▸ **Source text**:
Multi-Resolution Clustering with PLSCAN
One of the trickiest aspects of using HDBSCAN is choosing the min_cluster_size parameter. Different values can reveal very different structure in your data, and it’s not always clear which resolution is the “right” one. fast_hdbscan provides the PLSCAN class which automates this process entirely. PLSCAN finds all meaningful clustering resolutions in your data, ranks them by a persistence score, and returns the best one – along with all the other layers for you to explore. It
implements the algorithm described in Persistent Multiscale Density-based Clustering. Let’s load some libraries and grab some data to see it in action:
[1]:
import numpy as np
import fast_hdbscan
import requests
from io import BytesIO
import seaborn as sns
import matplotlib.pyplot as plt
from sklearn.datasets import make_blobs
sns.set(rc={"figure.figsize":(8,8)})
data_request = requests.get(
"https://github.com/scikit-learn-contrib/hdbscan/blob/master/notebooks/clusterable_data.npy?raw=true"
)
data = np.load(BytesIO(data_request.content))
This is the same dataset used in the basic usage notebook. Before we cluster, let’s plot it so we can see what we’re working with:
[2]:
sns.scatterplot(x=data.T[0], y=data.T[1], alpha=0.5)
[2]:
<Axes: >
The resolution problem
Let’s illustrate why choosing min_cluster_size can be tricky. We’ll run HDBSCAN with two very different values and see what happens:
[3]:
labels_fine = fast_hdbscan.HDBSCAN(min_cluster_size=5).fit_predict(data)

▸ **Excerpts from a location annotation dataset**:
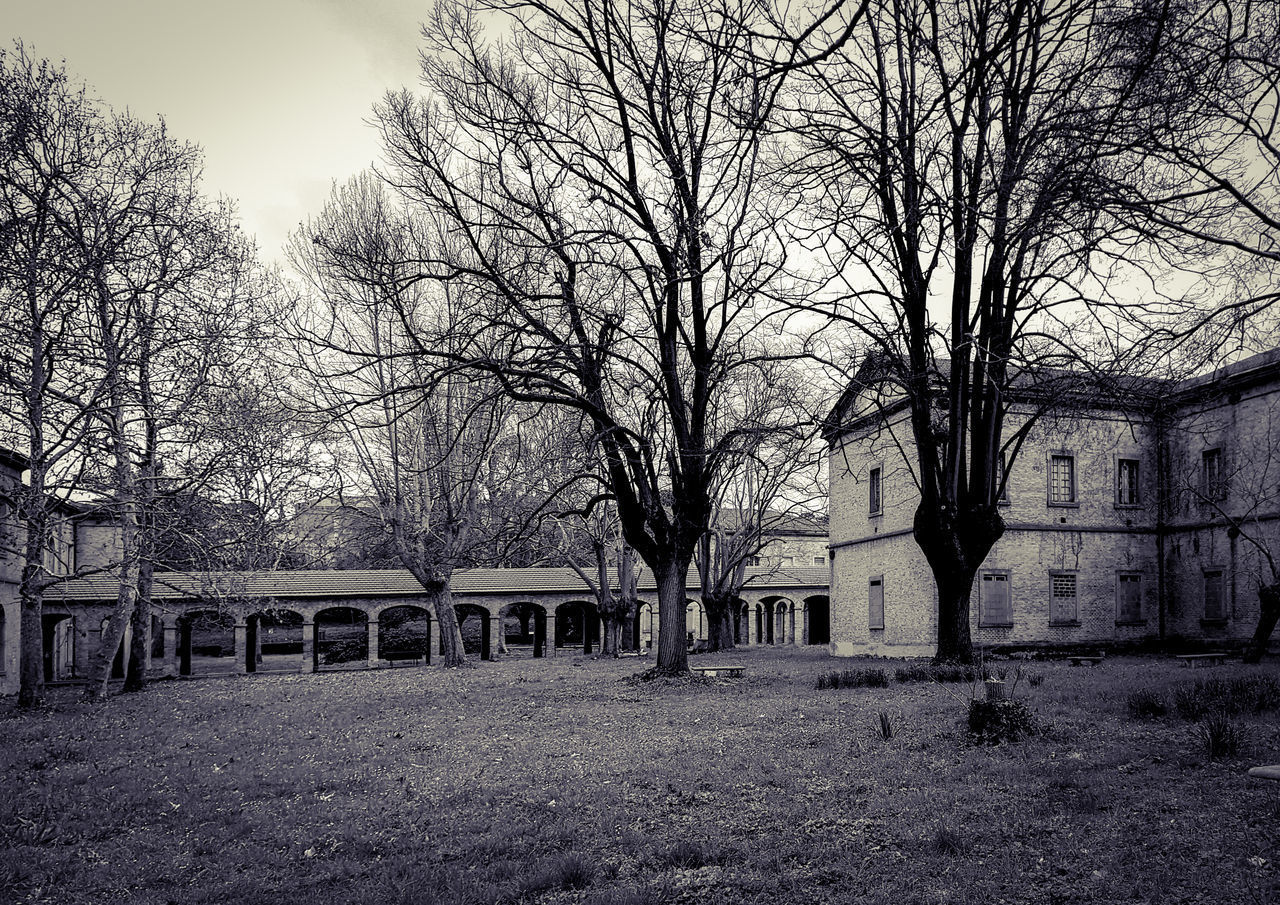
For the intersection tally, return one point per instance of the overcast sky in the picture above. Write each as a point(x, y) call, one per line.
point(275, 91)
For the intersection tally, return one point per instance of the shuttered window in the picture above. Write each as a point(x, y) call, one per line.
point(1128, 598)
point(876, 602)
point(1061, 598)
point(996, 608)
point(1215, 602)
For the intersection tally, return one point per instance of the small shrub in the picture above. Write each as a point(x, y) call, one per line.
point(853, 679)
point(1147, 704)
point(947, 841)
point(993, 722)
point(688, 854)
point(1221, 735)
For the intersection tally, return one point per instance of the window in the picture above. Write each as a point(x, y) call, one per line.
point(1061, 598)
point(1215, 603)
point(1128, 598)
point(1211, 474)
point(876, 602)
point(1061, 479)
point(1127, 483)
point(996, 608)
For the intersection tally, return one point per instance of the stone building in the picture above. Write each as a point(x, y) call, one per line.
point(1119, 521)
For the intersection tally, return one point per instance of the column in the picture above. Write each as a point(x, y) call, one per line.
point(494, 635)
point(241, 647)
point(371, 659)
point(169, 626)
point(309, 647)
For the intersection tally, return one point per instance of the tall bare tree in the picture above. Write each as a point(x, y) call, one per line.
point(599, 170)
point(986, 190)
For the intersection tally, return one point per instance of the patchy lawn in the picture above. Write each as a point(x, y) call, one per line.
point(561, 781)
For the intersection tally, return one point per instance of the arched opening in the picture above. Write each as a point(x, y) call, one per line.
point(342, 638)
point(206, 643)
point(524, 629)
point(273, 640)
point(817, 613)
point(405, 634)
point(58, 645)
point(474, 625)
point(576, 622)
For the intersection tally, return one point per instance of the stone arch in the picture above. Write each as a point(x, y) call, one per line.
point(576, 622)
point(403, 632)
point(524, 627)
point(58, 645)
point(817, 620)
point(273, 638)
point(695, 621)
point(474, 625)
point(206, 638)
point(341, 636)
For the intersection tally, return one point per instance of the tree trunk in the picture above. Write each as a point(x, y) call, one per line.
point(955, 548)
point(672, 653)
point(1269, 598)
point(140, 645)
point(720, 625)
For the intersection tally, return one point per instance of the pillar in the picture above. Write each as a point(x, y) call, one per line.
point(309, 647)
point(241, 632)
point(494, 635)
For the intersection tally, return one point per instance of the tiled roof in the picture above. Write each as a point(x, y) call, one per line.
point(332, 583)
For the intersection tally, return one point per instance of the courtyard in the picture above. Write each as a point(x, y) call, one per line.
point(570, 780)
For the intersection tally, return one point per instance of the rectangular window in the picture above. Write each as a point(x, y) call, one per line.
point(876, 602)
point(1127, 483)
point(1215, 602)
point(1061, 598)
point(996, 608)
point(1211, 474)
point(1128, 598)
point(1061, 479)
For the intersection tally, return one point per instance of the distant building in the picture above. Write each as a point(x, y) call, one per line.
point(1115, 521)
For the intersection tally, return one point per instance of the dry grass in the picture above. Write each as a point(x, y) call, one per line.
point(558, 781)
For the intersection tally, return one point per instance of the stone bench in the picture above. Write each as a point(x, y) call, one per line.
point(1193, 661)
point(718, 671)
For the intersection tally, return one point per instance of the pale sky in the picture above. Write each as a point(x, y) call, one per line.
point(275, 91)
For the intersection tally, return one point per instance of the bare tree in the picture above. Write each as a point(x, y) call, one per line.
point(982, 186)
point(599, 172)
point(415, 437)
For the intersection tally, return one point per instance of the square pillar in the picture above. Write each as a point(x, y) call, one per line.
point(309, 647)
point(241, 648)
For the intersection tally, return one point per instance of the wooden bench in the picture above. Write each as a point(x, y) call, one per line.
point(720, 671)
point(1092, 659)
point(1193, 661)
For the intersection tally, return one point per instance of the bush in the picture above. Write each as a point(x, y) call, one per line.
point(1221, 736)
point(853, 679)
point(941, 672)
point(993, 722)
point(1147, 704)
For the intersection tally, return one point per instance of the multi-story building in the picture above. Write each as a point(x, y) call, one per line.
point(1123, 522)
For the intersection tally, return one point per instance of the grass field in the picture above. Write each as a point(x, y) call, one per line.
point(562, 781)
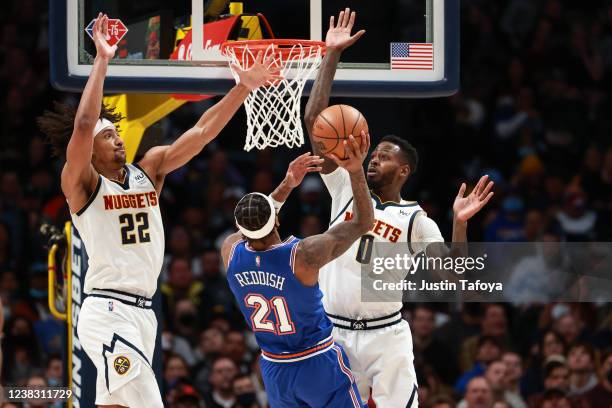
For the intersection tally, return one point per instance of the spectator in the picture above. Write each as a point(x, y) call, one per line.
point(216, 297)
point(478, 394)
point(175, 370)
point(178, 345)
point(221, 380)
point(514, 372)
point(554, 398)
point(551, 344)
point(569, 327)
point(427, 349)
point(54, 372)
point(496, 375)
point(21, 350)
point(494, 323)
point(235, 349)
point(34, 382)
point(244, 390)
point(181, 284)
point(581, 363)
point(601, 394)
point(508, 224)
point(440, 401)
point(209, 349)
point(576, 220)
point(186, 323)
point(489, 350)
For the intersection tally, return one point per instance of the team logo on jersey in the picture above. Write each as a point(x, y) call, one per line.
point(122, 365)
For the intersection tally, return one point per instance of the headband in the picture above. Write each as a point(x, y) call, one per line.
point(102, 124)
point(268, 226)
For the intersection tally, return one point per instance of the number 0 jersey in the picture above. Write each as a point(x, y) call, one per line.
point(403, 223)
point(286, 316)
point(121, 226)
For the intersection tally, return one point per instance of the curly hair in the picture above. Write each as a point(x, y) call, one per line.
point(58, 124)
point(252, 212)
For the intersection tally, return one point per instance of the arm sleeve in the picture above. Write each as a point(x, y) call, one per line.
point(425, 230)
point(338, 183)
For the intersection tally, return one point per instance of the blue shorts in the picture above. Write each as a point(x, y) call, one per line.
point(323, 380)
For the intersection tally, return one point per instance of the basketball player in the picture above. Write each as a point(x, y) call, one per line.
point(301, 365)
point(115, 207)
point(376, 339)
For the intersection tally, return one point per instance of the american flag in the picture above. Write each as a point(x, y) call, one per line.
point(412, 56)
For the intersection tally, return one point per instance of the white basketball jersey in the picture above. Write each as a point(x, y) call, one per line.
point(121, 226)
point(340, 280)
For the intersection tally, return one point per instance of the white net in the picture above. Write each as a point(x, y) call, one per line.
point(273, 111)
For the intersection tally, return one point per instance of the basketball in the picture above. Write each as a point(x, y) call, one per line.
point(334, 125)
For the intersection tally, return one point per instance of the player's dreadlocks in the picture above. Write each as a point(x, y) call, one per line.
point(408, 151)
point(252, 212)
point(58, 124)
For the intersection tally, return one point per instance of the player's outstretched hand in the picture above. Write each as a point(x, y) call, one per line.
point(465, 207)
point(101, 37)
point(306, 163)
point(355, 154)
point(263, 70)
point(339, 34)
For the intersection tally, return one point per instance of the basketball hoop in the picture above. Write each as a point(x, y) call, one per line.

▸ **Task instructions**: In the text on multi-resolution clustering, by what score does PLSCAN rank the clustering resolutions it finds?

▸ **Full solution**: A persistence score.